PROBLEM DETAILS:
Rewrite the lines of the listing below as a numbered list, omitting any blank lines.

[Point placement listing]
----------
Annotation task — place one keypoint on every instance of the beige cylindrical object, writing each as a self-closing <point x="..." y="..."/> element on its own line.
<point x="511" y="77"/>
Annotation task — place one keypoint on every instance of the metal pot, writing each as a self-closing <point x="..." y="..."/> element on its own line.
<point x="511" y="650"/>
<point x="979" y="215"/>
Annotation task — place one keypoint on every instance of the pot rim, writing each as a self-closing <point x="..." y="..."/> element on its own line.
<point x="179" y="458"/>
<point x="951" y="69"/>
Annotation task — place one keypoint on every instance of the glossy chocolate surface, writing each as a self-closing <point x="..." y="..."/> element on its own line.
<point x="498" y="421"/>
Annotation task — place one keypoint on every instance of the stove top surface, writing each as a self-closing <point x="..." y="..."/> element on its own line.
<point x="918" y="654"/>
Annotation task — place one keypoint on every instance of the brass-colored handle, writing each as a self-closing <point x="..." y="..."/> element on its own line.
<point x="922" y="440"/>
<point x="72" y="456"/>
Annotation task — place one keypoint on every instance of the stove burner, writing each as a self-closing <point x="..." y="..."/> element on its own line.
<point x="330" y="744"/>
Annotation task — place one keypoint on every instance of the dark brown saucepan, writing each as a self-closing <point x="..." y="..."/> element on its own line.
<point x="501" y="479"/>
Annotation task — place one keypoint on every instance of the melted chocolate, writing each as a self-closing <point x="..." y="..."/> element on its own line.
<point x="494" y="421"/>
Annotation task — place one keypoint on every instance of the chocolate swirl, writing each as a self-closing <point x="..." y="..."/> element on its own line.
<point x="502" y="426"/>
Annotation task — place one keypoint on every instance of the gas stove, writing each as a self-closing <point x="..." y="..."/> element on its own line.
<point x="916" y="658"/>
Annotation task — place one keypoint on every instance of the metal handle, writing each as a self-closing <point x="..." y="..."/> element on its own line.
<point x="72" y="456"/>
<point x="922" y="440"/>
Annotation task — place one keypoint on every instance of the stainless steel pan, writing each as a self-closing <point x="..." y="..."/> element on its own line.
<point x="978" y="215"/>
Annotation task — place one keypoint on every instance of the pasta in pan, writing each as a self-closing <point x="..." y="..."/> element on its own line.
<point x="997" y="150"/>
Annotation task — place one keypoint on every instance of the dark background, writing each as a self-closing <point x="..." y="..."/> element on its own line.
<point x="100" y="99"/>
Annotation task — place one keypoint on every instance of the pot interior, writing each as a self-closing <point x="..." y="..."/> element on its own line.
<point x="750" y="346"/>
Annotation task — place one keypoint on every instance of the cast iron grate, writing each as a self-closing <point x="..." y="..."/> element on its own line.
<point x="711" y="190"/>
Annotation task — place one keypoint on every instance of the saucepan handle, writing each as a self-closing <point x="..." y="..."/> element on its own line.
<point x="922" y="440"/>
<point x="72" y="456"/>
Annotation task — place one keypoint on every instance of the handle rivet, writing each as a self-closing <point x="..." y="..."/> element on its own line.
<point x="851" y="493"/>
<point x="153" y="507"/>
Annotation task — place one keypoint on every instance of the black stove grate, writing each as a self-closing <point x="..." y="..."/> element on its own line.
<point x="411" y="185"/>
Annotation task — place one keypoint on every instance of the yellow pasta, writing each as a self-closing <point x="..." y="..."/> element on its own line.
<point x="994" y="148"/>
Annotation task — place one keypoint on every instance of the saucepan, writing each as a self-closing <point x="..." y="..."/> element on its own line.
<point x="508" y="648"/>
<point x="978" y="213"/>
----------
RESPONSE BELOW:
1. Annotation task — place one keypoint on every instance of the beige cylindrical object, writing each as a self-closing <point x="..." y="..."/> element on its own line.
2. <point x="511" y="77"/>
3. Annotation task — place one keypoint on every instance of the metal pot, writing each as a self-closing <point x="..." y="..."/> element on its own line.
4. <point x="511" y="650"/>
5. <point x="979" y="215"/>
6. Annotation task — place one keypoint on every instance of the pot rim, writing each as a self-closing <point x="..." y="..."/> element on its own line.
7. <point x="179" y="458"/>
8. <point x="951" y="69"/>
9. Annotation task — place one keypoint on every instance of the glossy chocolate surface, writing each as a self-closing <point x="..." y="..."/> element on its own line.
10. <point x="498" y="421"/>
11. Annotation task — place one keypoint on every instance of the stove top surface, writing each as a self-closing <point x="..." y="..."/> element on its own line.
12. <point x="918" y="654"/>
13. Annotation task — place one keypoint on every instance of the brass-colored handle, writing each as a self-closing <point x="..." y="..."/> element on its own line.
14. <point x="922" y="440"/>
15. <point x="72" y="456"/>
16. Annotation task — place one keypoint on every instance of the stove burner, writing each as a self-closing <point x="..." y="..."/> element on its own line.
17. <point x="330" y="744"/>
18. Annotation task — place one keypoint on every instance of the dark brown saucepan, writing each as a self-closing <point x="..." y="..."/> element on its own line.
19. <point x="501" y="479"/>
20. Annotation task — place one keypoint on every instance of the melted chocolate, writing each as a self-closing <point x="..." y="..."/> element on its own line.
21. <point x="494" y="421"/>
22. Annotation task — place one keypoint on every instance of the chocolate swirl, writing each as a self-closing <point x="..." y="..."/> element on its own line.
23. <point x="502" y="426"/>
24. Annotation task — place one keypoint on every instance of the gas stove, writing each as a self-closing <point x="..." y="..."/> element on its own line.
25. <point x="916" y="658"/>
26. Annotation task — place one keypoint on every instance of the metal handle, writing each as a self-closing <point x="..." y="..."/> element on its own line.
27. <point x="72" y="456"/>
28. <point x="922" y="440"/>
29. Annotation task — place one keypoint on every instance of the stainless steel pan, writing each as a self-closing <point x="..." y="..."/> element on its own line.
30. <point x="978" y="215"/>
31. Annotation task — place one keypoint on every instance of the pasta in pan, writing each as a self-closing <point x="..." y="..."/> element on its own line.
32. <point x="997" y="150"/>
33. Annotation task — place one keypoint on every instance of the dark background, writing each as a self-closing <point x="..." y="..."/> element on its own line.
34. <point x="100" y="99"/>
35. Annotation task — place one keypoint on every instance of the pot interior, writing each as a self-closing <point x="..." y="..."/> element on its own line.
36. <point x="750" y="346"/>
37. Annotation task — place one keypoint on every instance of the cast iron grate, writing each as a self-closing <point x="..." y="..."/> element on its own line.
38. <point x="711" y="190"/>
39. Annotation task — place one keypoint on every instance of the saucepan handle, writing each as a self-closing <point x="..." y="..."/> element on its own line.
40. <point x="922" y="440"/>
41. <point x="72" y="456"/>
42. Annotation task — place one keypoint on every instance of the handle rivet, writing each as a self-closing <point x="..." y="..."/> element on its own line.
43. <point x="851" y="493"/>
44. <point x="153" y="507"/>
45. Annotation task — place one keypoint on every instance of the black stove grate, writing each as a self-closing <point x="..." y="..."/> element on its own line.
46. <point x="411" y="185"/>
47. Annotation task — place one keypoint on every instance of the yellow pasta, writing each as a self-closing <point x="..." y="..."/> element on its own line.
48. <point x="994" y="148"/>
49. Annotation task — place one keypoint on every instance of the saucepan, writing each as a self-closing <point x="..." y="..."/> element on its own line.
50. <point x="508" y="648"/>
51. <point x="978" y="213"/>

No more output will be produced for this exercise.